• **AIM OF THE EXERCISE**:
Copy all of the material word for word, except for the pictures.
>> BEGIN GIVEN RECORDS
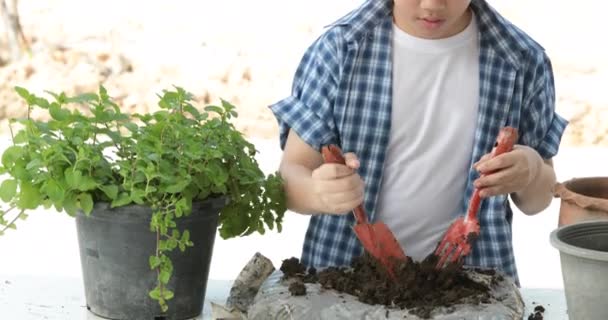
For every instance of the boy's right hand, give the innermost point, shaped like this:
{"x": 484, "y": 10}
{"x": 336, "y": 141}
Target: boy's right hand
{"x": 338, "y": 187}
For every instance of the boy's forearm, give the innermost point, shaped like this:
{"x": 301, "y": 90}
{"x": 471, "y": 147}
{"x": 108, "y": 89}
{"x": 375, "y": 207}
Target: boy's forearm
{"x": 298, "y": 188}
{"x": 538, "y": 194}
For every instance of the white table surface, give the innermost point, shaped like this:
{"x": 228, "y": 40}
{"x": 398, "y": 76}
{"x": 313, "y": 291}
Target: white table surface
{"x": 62, "y": 298}
{"x": 40, "y": 276}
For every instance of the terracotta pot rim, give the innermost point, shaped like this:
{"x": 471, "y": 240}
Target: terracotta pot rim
{"x": 586, "y": 202}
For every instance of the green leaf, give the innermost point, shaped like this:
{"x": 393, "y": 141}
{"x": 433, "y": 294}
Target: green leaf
{"x": 110, "y": 190}
{"x": 8, "y": 190}
{"x": 81, "y": 98}
{"x": 131, "y": 126}
{"x": 177, "y": 187}
{"x": 23, "y": 93}
{"x": 154, "y": 262}
{"x": 186, "y": 236}
{"x": 123, "y": 199}
{"x": 20, "y": 137}
{"x": 164, "y": 276}
{"x": 10, "y": 155}
{"x": 168, "y": 294}
{"x": 155, "y": 294}
{"x": 70, "y": 205}
{"x": 87, "y": 183}
{"x": 73, "y": 178}
{"x": 34, "y": 164}
{"x": 54, "y": 190}
{"x": 86, "y": 202}
{"x": 29, "y": 196}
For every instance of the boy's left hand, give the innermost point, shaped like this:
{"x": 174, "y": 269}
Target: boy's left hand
{"x": 514, "y": 171}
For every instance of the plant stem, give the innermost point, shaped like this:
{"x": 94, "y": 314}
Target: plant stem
{"x": 13, "y": 221}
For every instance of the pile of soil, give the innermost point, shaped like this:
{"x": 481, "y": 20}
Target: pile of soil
{"x": 537, "y": 314}
{"x": 419, "y": 287}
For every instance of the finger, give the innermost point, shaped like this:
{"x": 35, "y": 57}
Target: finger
{"x": 350, "y": 183}
{"x": 484, "y": 158}
{"x": 499, "y": 162}
{"x": 352, "y": 160}
{"x": 332, "y": 171}
{"x": 344, "y": 201}
{"x": 494, "y": 179}
{"x": 492, "y": 191}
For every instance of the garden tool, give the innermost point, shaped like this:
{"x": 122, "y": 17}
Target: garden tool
{"x": 376, "y": 238}
{"x": 464, "y": 231}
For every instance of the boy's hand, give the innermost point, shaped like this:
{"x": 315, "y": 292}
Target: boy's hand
{"x": 515, "y": 170}
{"x": 338, "y": 187}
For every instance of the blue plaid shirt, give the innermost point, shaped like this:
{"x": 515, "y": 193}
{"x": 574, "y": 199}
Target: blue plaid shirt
{"x": 342, "y": 94}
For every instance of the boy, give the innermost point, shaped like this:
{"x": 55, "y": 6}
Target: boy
{"x": 416, "y": 91}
>> END GIVEN RECORDS
• **EXERCISE ANSWER**:
For every instance of the boy's right hand, give the innermost point, shaped like this:
{"x": 484, "y": 10}
{"x": 336, "y": 141}
Target: boy's right hand
{"x": 338, "y": 187}
For every instance of the boy's forearm, give the innermost point, shaped like this:
{"x": 301, "y": 90}
{"x": 471, "y": 147}
{"x": 108, "y": 89}
{"x": 375, "y": 207}
Target: boy's forearm
{"x": 298, "y": 188}
{"x": 538, "y": 194}
For every instance of the white table surface, give the innermost point, shaped like this:
{"x": 228, "y": 40}
{"x": 398, "y": 76}
{"x": 313, "y": 291}
Target: white table surface
{"x": 62, "y": 298}
{"x": 40, "y": 276}
For every instance of the terracotta pot rim, give the innermost point, shaped like this:
{"x": 471, "y": 240}
Target: terracotta pot rim
{"x": 586, "y": 202}
For every instance of the green leaf, give the innermost point, shaped like this:
{"x": 393, "y": 141}
{"x": 433, "y": 294}
Target: green leaf
{"x": 110, "y": 190}
{"x": 8, "y": 190}
{"x": 81, "y": 98}
{"x": 131, "y": 126}
{"x": 177, "y": 187}
{"x": 23, "y": 93}
{"x": 154, "y": 262}
{"x": 186, "y": 236}
{"x": 123, "y": 199}
{"x": 20, "y": 137}
{"x": 164, "y": 276}
{"x": 10, "y": 155}
{"x": 168, "y": 294}
{"x": 155, "y": 294}
{"x": 70, "y": 205}
{"x": 87, "y": 183}
{"x": 73, "y": 178}
{"x": 34, "y": 164}
{"x": 54, "y": 190}
{"x": 86, "y": 202}
{"x": 29, "y": 196}
For every instance of the boy's left hand, give the innermost point, shaped like this:
{"x": 174, "y": 269}
Target: boy's left hand
{"x": 514, "y": 171}
For every instance of the plant stem, give the innermost point, shaped like this:
{"x": 94, "y": 314}
Target: plant stem
{"x": 13, "y": 221}
For every instance of the pile of soil, give the innermost point, shaped like this:
{"x": 481, "y": 20}
Target: pile of soil
{"x": 537, "y": 314}
{"x": 419, "y": 287}
For every instance of the finger, give the innermost point, shaped like this:
{"x": 35, "y": 57}
Target: finger
{"x": 350, "y": 183}
{"x": 484, "y": 158}
{"x": 499, "y": 162}
{"x": 352, "y": 160}
{"x": 332, "y": 171}
{"x": 344, "y": 201}
{"x": 494, "y": 179}
{"x": 492, "y": 191}
For every instance of the garden tool, give the innermost point, shaped like this:
{"x": 122, "y": 17}
Target: garden tool
{"x": 376, "y": 238}
{"x": 464, "y": 231}
For every instance of the boy's hand, give the innermost point, shaped like this:
{"x": 315, "y": 292}
Target: boy's hand
{"x": 515, "y": 170}
{"x": 338, "y": 187}
For every instance of the blue plaid shirt, give the innermost point, shaped like this:
{"x": 515, "y": 193}
{"x": 574, "y": 199}
Target: blue plaid shirt
{"x": 342, "y": 94}
For every instance of the boy, give the innermost point, shaped like this:
{"x": 55, "y": 6}
Target: boy
{"x": 416, "y": 91}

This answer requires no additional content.